(Data records)
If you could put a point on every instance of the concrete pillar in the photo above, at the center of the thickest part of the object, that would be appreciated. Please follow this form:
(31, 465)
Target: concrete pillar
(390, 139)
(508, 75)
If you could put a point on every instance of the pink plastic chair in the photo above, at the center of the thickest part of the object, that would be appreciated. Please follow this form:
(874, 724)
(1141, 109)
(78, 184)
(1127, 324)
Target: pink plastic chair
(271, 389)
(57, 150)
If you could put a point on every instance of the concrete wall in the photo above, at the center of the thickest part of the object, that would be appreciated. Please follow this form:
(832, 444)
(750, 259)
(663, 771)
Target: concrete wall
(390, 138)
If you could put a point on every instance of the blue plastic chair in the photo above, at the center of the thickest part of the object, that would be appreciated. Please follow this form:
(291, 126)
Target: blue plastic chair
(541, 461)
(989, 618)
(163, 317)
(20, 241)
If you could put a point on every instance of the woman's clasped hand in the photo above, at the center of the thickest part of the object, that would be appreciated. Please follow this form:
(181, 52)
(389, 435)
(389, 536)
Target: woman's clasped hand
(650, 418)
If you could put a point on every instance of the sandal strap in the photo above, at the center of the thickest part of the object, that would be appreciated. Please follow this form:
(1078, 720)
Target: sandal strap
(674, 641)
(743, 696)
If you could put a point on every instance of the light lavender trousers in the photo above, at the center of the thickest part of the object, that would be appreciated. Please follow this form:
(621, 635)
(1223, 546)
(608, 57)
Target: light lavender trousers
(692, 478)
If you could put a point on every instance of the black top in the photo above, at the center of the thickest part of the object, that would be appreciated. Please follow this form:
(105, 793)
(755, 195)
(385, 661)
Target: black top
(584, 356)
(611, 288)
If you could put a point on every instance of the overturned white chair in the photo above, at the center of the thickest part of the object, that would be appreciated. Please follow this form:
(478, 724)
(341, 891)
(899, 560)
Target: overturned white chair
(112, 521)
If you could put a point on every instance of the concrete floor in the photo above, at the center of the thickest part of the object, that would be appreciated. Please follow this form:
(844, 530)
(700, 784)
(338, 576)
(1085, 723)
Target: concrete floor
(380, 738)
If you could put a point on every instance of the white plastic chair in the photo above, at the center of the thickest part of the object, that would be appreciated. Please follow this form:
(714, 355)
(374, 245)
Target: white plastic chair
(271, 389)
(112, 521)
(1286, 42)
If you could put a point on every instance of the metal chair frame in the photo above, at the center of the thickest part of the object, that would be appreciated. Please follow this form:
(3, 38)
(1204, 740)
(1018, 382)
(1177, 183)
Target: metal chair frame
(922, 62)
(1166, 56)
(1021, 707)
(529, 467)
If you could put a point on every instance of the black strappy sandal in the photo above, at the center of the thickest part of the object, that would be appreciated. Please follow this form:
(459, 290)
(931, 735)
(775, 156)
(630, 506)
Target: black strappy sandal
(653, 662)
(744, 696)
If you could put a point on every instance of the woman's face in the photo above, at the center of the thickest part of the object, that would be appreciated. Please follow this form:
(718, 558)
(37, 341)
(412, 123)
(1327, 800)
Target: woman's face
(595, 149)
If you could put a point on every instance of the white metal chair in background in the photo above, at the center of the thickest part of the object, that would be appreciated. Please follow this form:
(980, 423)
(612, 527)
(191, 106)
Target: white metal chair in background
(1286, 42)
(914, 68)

---

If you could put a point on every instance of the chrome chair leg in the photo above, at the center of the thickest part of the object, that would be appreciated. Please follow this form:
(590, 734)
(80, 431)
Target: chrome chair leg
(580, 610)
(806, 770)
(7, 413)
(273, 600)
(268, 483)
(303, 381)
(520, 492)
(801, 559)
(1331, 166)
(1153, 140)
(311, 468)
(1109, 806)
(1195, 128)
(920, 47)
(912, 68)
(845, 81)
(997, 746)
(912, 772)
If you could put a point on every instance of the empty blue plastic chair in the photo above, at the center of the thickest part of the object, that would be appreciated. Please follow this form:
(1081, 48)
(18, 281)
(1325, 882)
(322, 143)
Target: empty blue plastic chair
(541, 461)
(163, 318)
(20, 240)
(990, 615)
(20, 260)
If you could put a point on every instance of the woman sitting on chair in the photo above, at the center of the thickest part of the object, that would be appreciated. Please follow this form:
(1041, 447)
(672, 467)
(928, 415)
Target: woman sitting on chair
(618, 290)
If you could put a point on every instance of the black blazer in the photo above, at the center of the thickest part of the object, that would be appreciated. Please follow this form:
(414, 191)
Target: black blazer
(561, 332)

**Problem**:
Locate each line in the items above that contains the word "white", and copy those lines out in full.

**Written answer**:
If you could put a point on every instance of the overturned white chair in the photo above, at the center of the thickest part of the object, that would be appreciated. Please follow this form:
Target: overturned white chair
If you could put a point on every instance of the white plastic chair in the photo above, at the center of the thickest part of the object, that would be appreciated. Please follow this form:
Target: white plastic chair
If you could put a point on every instance of the white metal chair in background in the photo above, at the center of the thickest part of the object, that would be appreciated. Please follow this form:
Target: white metal chair in background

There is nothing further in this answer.